* **Supplied data**
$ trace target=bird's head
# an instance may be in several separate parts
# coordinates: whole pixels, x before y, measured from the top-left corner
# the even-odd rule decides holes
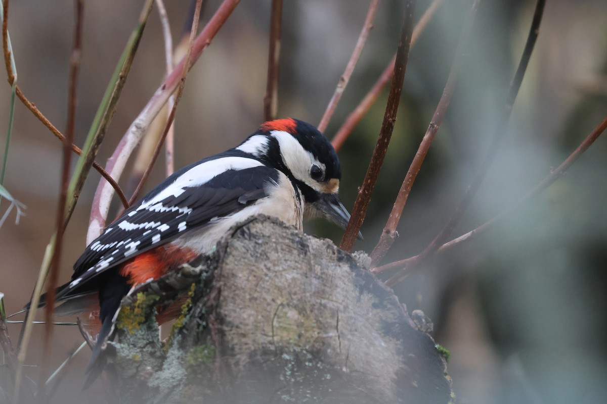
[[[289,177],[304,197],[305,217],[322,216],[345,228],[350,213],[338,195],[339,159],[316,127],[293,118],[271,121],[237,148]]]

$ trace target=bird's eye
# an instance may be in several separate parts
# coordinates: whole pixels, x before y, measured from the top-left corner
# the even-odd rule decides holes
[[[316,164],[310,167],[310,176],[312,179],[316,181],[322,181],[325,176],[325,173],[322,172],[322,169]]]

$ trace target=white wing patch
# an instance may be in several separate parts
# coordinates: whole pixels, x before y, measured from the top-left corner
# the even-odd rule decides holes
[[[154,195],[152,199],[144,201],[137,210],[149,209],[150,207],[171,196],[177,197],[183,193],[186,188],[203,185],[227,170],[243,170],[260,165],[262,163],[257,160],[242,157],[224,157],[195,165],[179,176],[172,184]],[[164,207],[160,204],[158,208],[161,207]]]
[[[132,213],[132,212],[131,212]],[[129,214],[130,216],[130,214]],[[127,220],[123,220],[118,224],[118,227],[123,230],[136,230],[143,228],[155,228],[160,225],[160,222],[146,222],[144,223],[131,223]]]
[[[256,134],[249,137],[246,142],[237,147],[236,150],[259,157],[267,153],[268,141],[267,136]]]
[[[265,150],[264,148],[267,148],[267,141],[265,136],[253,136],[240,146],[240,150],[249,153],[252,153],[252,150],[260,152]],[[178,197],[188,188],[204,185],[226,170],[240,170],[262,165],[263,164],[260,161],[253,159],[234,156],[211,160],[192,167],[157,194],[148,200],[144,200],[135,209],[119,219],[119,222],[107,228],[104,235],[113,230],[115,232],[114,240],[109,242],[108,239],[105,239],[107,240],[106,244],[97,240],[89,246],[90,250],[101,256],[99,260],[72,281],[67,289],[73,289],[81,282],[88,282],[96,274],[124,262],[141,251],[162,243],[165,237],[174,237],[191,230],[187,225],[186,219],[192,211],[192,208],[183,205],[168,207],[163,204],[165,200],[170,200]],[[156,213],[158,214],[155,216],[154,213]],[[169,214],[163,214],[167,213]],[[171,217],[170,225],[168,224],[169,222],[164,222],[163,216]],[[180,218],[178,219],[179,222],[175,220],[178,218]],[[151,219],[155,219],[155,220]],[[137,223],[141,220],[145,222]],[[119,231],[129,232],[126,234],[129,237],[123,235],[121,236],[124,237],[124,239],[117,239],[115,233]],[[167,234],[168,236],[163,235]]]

* * *

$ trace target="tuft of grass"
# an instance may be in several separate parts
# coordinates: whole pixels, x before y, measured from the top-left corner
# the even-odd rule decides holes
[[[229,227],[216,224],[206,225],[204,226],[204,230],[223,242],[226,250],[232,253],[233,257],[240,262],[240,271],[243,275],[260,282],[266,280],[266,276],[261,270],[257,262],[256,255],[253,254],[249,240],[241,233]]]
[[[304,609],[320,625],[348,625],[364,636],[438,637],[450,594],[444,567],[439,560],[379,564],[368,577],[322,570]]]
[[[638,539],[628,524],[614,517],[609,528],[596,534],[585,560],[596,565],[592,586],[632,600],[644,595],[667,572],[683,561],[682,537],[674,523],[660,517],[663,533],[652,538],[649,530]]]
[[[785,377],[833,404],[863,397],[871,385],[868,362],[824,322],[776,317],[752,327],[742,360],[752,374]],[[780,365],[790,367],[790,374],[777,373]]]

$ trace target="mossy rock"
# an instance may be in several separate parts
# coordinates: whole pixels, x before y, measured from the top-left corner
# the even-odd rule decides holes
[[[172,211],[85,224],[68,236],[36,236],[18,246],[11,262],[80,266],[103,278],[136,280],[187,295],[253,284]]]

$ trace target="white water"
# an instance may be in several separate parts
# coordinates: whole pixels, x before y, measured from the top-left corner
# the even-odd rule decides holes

* **Given problem**
Count the lines in the data above that contain the word "bird", and reply with only the number.

* **Solution below**
2